DATASET CONTENT |

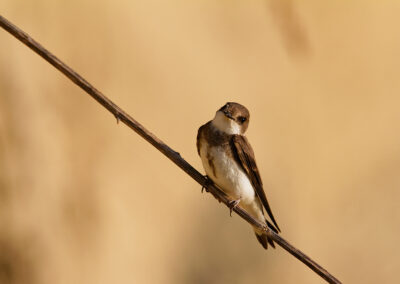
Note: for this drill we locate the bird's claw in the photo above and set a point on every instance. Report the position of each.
(206, 184)
(232, 205)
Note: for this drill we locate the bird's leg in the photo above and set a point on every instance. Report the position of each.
(232, 205)
(206, 184)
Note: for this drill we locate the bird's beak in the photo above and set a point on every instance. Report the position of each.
(227, 114)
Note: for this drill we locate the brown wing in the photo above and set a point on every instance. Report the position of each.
(245, 156)
(198, 138)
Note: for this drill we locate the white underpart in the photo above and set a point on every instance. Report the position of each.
(224, 124)
(231, 179)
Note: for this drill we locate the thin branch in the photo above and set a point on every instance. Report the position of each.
(157, 143)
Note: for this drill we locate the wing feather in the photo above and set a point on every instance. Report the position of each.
(245, 156)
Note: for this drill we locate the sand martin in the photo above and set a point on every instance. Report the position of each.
(229, 162)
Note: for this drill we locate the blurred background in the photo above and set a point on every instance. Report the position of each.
(86, 200)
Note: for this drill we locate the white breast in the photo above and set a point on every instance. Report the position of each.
(228, 174)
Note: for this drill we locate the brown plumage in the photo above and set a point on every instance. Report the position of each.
(229, 161)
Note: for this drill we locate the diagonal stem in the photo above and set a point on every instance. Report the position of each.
(157, 143)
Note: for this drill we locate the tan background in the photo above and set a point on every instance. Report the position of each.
(84, 200)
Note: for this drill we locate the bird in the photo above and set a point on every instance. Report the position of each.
(229, 162)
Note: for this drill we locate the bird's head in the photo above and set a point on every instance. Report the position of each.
(232, 118)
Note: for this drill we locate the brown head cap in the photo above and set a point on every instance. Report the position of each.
(238, 113)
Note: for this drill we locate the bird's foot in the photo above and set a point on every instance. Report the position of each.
(232, 205)
(206, 184)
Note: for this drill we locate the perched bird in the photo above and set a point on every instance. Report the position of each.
(229, 162)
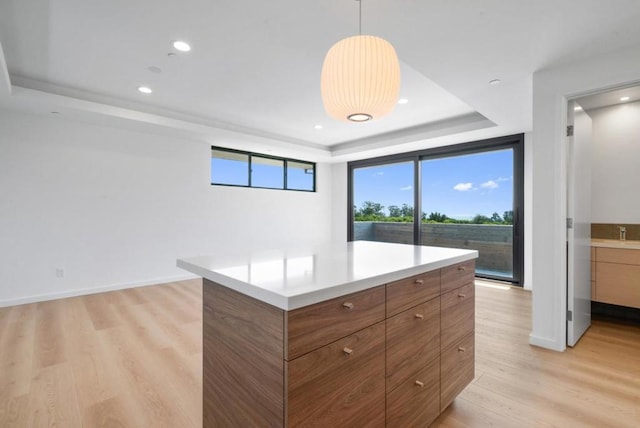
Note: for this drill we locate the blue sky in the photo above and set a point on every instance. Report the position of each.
(460, 186)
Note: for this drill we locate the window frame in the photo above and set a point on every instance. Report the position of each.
(514, 142)
(250, 156)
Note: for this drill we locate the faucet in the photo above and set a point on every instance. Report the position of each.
(623, 233)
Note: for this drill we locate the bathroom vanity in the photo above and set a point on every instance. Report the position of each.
(358, 334)
(615, 272)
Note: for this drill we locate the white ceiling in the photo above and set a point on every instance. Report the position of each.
(252, 78)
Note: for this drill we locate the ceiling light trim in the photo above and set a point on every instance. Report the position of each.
(455, 125)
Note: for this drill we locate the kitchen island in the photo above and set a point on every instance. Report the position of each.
(356, 334)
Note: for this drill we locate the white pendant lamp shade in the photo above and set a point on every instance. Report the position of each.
(360, 79)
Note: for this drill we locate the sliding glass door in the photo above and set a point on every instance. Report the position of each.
(468, 196)
(383, 203)
(467, 201)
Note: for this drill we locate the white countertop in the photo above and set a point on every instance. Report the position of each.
(615, 243)
(291, 279)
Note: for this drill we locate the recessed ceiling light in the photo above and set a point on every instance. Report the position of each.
(181, 46)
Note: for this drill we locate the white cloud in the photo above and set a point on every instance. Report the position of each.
(489, 184)
(463, 187)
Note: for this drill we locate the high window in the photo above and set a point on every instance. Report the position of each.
(246, 169)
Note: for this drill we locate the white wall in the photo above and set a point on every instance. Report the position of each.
(528, 211)
(551, 88)
(115, 208)
(615, 170)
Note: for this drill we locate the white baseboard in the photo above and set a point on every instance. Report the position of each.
(93, 290)
(547, 343)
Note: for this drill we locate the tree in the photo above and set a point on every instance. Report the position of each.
(480, 219)
(508, 217)
(437, 217)
(406, 211)
(394, 211)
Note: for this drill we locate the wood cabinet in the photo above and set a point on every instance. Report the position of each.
(395, 355)
(617, 276)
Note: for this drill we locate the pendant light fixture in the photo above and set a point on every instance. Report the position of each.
(360, 78)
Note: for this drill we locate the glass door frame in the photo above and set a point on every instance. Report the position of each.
(514, 142)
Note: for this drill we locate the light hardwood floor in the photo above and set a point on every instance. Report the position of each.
(132, 358)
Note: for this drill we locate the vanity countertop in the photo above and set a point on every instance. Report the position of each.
(615, 243)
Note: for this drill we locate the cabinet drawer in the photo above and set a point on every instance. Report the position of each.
(618, 255)
(458, 314)
(408, 292)
(415, 404)
(333, 387)
(457, 369)
(316, 325)
(458, 275)
(618, 284)
(413, 340)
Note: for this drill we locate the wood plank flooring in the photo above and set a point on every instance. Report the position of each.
(132, 358)
(129, 358)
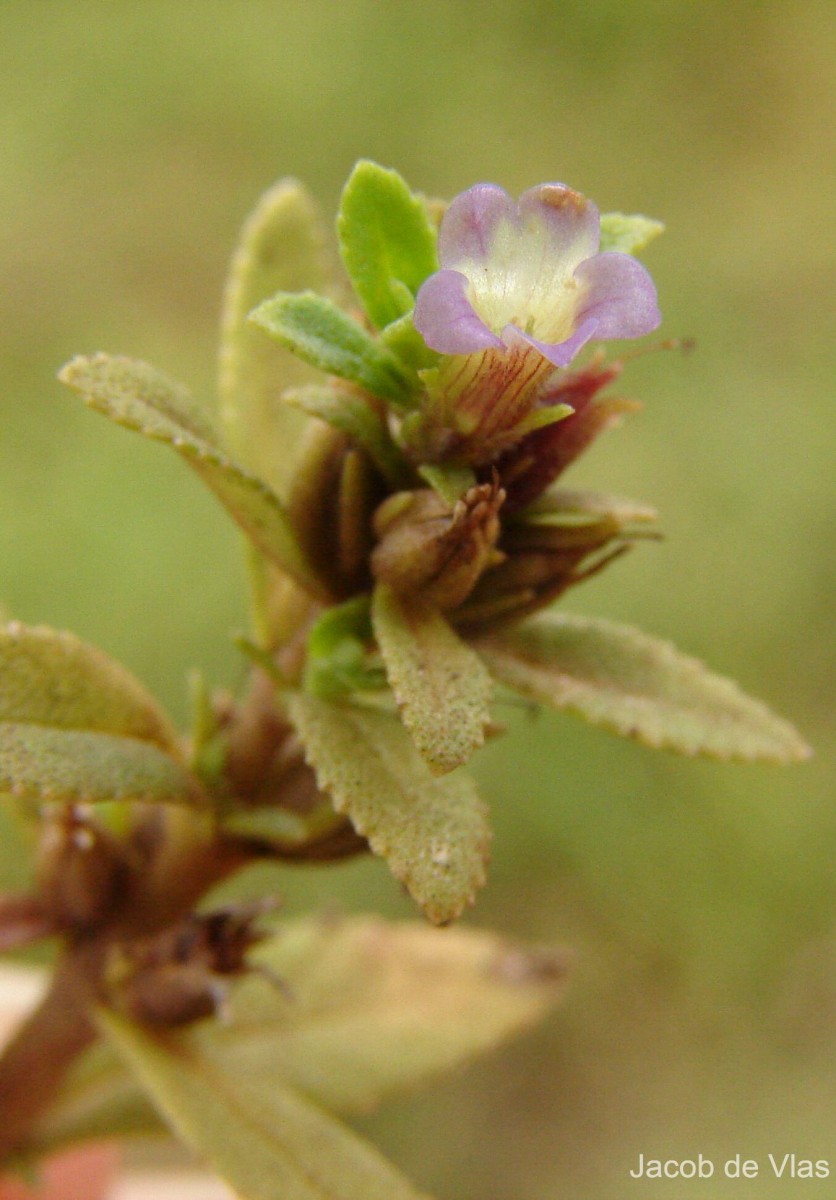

WHAT YOU WILL DO |
Could you set down, exactly as written, every line from the one with "Note: for this drill we locate the light" to the end of the data, both ends included? Leave out the pictures.

WRITTEN ANSWER |
Note: for this drill we locate the light hardwood floor in the photo above and set a point on every instance. Report the position of each.
(132, 358)
Note: for this drill we locate the vanity countertop in the photo above and set a point on every instance. Report the position of each.
(615, 243)
Note: for this drill we locate the cabinet drawer in the photo above and set a point on every instance. Report the position of each.
(618, 255)
(458, 314)
(408, 292)
(415, 404)
(333, 387)
(457, 369)
(316, 325)
(458, 275)
(618, 284)
(413, 340)
Note: for this drill we locate the wood plank flooring in the photo above and set a point on every instance. Report the position of each.
(132, 358)
(129, 358)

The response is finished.